* START Document passage *
SYDNEY - In the bad old days in Queensland, the police force had a reputation for corruption and brutality, and many Aboriginal people were confined to remote missions.

A royal commission in the late 1980s, combined with a shift in political leadership, changed all that. Or did it?

On
Monday an inquest will open on Palm Island, off the north Queensland coast, closely watched by community members and the family of a young man, Mulrunji Doomadgee.

In November 2005 Doomadgee was found dead on the floor of the island's police station. More than five years on, his relatives are still waiting for justice, and for answers.

The inquest is the latest twist in a protracted legal and political saga that has convulsed not only the island, founded as a penal colony for Aborigines, but the whole of Queensland. Along the way, the case has become a glaring symbol of the inequality and racism still facing Australia's first inhabitants.

A fit, healthy 36-year-old, Doomadgee died of massive internal injuries following a struggle with a policeman who had arrested him for drunkenness and swearing, Senior Sergeant Chris Hurley. The original inquest found he had been punched in the stomach by Hurley.

However, the 201-centimetre-tall officer was acquitted of manslaughter by an all-white jury in 2007.

Now the powerful Queensland Police Union - whose members staged protest rallies after Hurley was charged and wore blue wristbands in support of their colleague - is seeking to clear his name completely.

The fresh inquest was ordered after the union's lawyers challenged the previous findings. Among those giving evidence will be Hurley, now working on the Gold Coast and about to become a father.

Doomadgee, whose only son, Eric, hanged himself in 2006, was found dead in a cell less than an hour after being arrested. He had four broken ribs and a ruptured liver: the type of injuries normally seen following a high-speed car crash.
* END Document passage *
* START Records supplied *
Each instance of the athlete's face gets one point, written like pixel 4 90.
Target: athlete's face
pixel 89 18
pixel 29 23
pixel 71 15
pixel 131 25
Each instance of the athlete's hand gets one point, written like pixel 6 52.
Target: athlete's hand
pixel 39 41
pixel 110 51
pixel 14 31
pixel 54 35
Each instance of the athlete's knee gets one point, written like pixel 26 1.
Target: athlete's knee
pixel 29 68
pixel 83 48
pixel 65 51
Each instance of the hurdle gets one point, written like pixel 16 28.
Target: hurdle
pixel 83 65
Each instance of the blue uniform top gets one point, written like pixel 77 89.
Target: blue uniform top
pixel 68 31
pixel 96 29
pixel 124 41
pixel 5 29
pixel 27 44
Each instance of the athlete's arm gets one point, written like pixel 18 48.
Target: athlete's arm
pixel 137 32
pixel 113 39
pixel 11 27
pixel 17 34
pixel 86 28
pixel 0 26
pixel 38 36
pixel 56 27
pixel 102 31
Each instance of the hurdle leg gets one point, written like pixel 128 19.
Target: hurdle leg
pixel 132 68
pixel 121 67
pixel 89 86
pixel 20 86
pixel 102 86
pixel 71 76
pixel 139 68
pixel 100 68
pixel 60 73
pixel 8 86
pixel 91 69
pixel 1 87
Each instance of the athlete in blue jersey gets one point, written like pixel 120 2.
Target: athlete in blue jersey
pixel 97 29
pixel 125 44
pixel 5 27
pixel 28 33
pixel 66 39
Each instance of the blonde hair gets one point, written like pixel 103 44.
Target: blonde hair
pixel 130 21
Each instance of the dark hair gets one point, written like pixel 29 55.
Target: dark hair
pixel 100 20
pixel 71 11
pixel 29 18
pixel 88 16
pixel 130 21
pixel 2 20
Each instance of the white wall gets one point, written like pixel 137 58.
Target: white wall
* END Records supplied *
Stated exercise 1: Echo the Palm Island article word for word, starting with "A fit, healthy" and going on through "stomach by Hurley.".
Stated exercise 2: Proceed with the Palm Island article from the point where it stops.
The records are drawn from a different source than the article.

Reply 1:
A fit, healthy 36-year-old, Doomadgee died of massive internal injuries following a struggle with a policeman who had arrested him for drunkenness and swearing, Senior Sergeant Chris Hurley. The original inquest found he had been punched in the stomach by Hurley.

Reply 2:
At Hurley's trial, his defence argued that they were caused when the two men fell through the door of the police station during a scuffle. Hurley initially said he landed next to Doomadgee; at his trial, he changed his story and said he must have landed on top of him.

Now the wounds are set to be reopened by the new inquest. Palm Island's mayor, Alfred Lacey, says a verdict of accidental death would be "yet another slap in the face" for a community that has already suffered grievously. At the same time, he says, Doomadgee's sisters (his only surviving blood relatives) and his widow, Tracey Twaddle, are hoping some light may finally be cast on how and why he died.

The family is still waiting for Queensland's anti-corruption watchdog, the Crime and Misconduct Commission, to finalise its review of the police investigation of Doomadgee's death. But the CMC - set up after the 1989 Fitzgerald Inquiry found systematic corruption in the police force and state government - has indicated that its report will be scathing.

The team investigating Hurley included two of his friends, whom he picked up from the airport, and with whom he shared a meal and a beer at his home on the evening of Doomadgee's death. The cell was never declared a crime scene, and the officers had informal discussions with Hurley throughout their inquiry.

What is not contested is that after the fall Doomadgee, who had never been in trouble with police before, lay on the concrete floor of the police station, inert and unresponsive. Hurley and a fellow officer dragged him by his wrists into a cell.

Footage from a security camera, played at Hurley's trial, showed Doomadgee writhing in pain on the ground, where he bled to death.

A week later, after the community learnt the precise nature of his injuries, Palm Island exploded.

An angry crowd burnt down the police station and adjacent courthouse and police residence. Eighty mainland officers descended on the island, where they stormed houses in full combat gear and pointed guns at children. Within a few months, many of the rioters were in jail.

Despite the coroner's findings, the Director of Public Prosecutions ruled that there was not enough evidence to charge Hurley. After a public outcry, an independent judicial review was ordered, and it reached a different conclusion.

At the trial in Townsville Supreme Court, three doctors testified that Doomadgee's injuries were probably caused by being kneed in the stomach - whether deliberately or not.

The jury took less than four hours to acquit Hurley.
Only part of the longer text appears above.